Politica

San Severo, ampia partecipazione al convegno “Stop violenza di genere”

Nel corso dell’evento sono state illustrate le novità previste nel “Codice Rosso”
“I numeri sulle violenze di genere, sui femminicidi indicano chiaramente la portata di un fenomeno preoccupante, in continua crescita in Italia. Per contrastarlo è necessaria una svolta culturale nella nostra società e i provvedimenti approvati in questi ultimi mesi dal Parlamento, come il Codice Rosso, vanno in questa direzione”. Così l’avv. Carla Giuliano, parlamentare del M5S di San Severo, ha aperto i lavori del qualificato e importante convegno Stop Violenza di Genere, organizzato di concerto con la dott.ssa Rosa Menga (Deputata M5S di Foggia, Commissione Affari Sociali della Camera dei Deputati).

--- Da svolgere ---
Ricopia il passo del testo sul convegno contro la violenza di genere che si apre con le parole contenenti "Nel corso dell’evento" e si chiude con "Camera dei Deputati).". Il materiale non ha alcun legame con il testo.

--- Materiale fornito ---
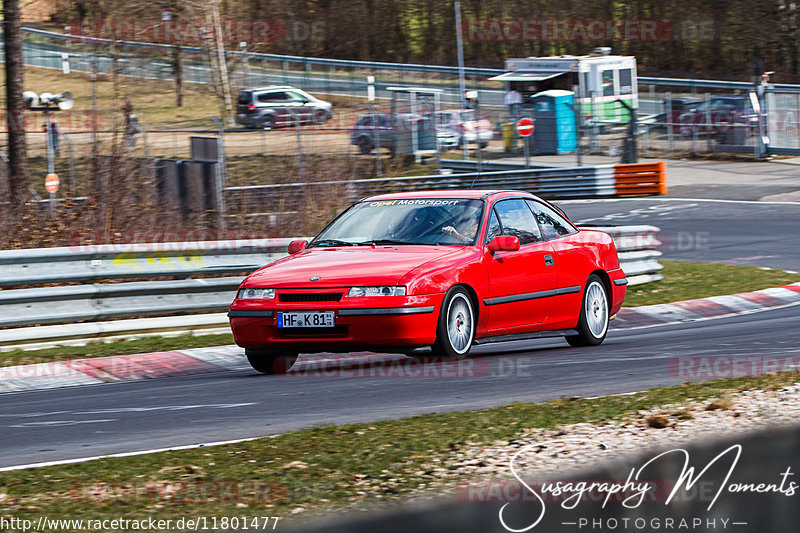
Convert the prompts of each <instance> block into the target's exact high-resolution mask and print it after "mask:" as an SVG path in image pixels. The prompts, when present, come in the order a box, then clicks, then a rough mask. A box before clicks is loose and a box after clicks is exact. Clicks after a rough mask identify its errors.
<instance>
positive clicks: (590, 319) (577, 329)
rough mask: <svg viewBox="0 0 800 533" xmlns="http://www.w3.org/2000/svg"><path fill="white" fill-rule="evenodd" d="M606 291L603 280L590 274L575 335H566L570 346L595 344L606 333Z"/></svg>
mask: <svg viewBox="0 0 800 533" xmlns="http://www.w3.org/2000/svg"><path fill="white" fill-rule="evenodd" d="M608 321H609V316H608V293H607V291H606V288H605V285H603V280H601V279H600V276H598V275H597V274H592V275H591V276H589V279H588V280H587V281H586V287H584V289H583V298H582V299H581V313H580V318H579V319H578V327H577V328H575V329H577V330H578V334H577V335H568V336H567V337H566V339H567V342H568V343H569V344H570V346H576V347H578V346H597V345H598V344H601V343H602V342H603V341H604V340H605V338H606V334H607V333H608Z"/></svg>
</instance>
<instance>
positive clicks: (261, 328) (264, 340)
mask: <svg viewBox="0 0 800 533" xmlns="http://www.w3.org/2000/svg"><path fill="white" fill-rule="evenodd" d="M443 297H444V295H443V294H434V295H425V296H398V297H370V298H353V299H352V300H353V301H355V302H356V303H355V304H354V303H352V302H344V301H340V302H313V303H311V302H303V303H282V302H277V301H270V302H271V303H266V301H263V300H262V301H259V302H253V301H247V300H238V299H237V300H235V301H234V303H233V305H232V306H231V309H230V311H229V313H228V317H229V318H230V323H231V330H232V331H233V337H234V340H235V341H236V344H238V345H239V346H243V347H245V348H266V349H279V350H288V351H305V350H308V351H352V350H353V349H391V348H395V349H400V348H413V347H417V346H426V345H430V344H433V342H434V341H435V340H436V324H437V321H438V318H439V309H440V308H441V303H442V299H443ZM343 300H344V299H343ZM302 311H306V312H310V311H333V312H334V327H332V328H331V327H327V328H325V327H320V328H279V327H278V326H277V313H281V312H302Z"/></svg>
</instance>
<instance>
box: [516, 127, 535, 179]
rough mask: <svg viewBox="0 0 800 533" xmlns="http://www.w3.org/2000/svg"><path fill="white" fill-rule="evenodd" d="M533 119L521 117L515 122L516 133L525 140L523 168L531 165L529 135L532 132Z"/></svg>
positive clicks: (529, 142) (532, 129) (530, 142)
mask: <svg viewBox="0 0 800 533" xmlns="http://www.w3.org/2000/svg"><path fill="white" fill-rule="evenodd" d="M533 128H534V125H533V121H532V120H531V119H529V118H521V119H519V121H518V122H517V133H519V135H520V137H522V138H523V139H524V140H525V144H524V149H525V168H530V167H531V147H530V146H531V144H530V143H531V135H532V134H533Z"/></svg>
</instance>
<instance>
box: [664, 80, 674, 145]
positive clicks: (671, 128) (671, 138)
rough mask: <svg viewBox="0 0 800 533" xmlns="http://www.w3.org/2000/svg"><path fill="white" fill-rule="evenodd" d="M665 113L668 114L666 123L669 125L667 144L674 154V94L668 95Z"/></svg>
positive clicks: (668, 125) (666, 98)
mask: <svg viewBox="0 0 800 533" xmlns="http://www.w3.org/2000/svg"><path fill="white" fill-rule="evenodd" d="M665 112H666V114H667V116H666V117H665V118H666V121H665V122H666V123H667V142H668V143H669V151H670V152H672V151H673V150H674V146H673V145H672V128H673V126H674V125H673V123H672V93H671V92H669V93H666V106H665Z"/></svg>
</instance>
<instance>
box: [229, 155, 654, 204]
mask: <svg viewBox="0 0 800 533" xmlns="http://www.w3.org/2000/svg"><path fill="white" fill-rule="evenodd" d="M470 188H476V189H497V188H500V189H519V190H523V191H528V192H531V193H534V194H536V195H539V196H541V197H543V198H592V197H605V196H628V195H656V194H666V192H667V178H666V163H664V162H659V163H635V164H619V165H598V166H592V167H575V168H560V167H552V168H535V169H531V168H525V167H524V166H520V167H518V168H516V169H515V170H499V171H492V172H467V173H457V174H437V175H428V176H409V177H394V178H376V179H357V180H350V181H321V182H305V183H287V184H275V185H252V186H245V187H228V188H226V189H225V203H226V205H236V206H239V209H238V211H239V212H243V213H249V214H251V215H253V214H258V213H269V214H271V215H274V214H275V213H281V212H296V211H299V210H301V209H302V207H303V201H304V200H303V198H304V194H305V195H311V196H313V195H320V194H321V195H324V194H325V193H329V192H330V190H332V189H335V190H336V191H338V193H339V194H340V195H345V196H347V198H348V199H350V200H357V199H358V198H362V197H364V196H367V195H370V194H380V193H385V192H394V191H405V190H432V189H470Z"/></svg>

--- Soluzione ---
Nel corso dell’evento sono state illustrate le novità previste nel “Codice Rosso”
“I numeri sulle violenze di genere, sui femminicidi indicano chiaramente la portata di un fenomeno preoccupante, in continua crescita in Italia. Per contrastarlo è necessaria una svolta culturale nella nostra società e i provvedimenti approvati in questi ultimi mesi dal Parlamento, come il Codice Rosso, vanno in questa direzione”. Così l’avv. Carla Giuliano, parlamentare del M5S di San Severo, ha aperto i lavori del qualificato e importante convegno Stop Violenza di Genere, organizzato di concerto con la dott.ssa Rosa Menga (Deputata M5S di Foggia, Commissione Affari Sociali della Camera dei Deputati).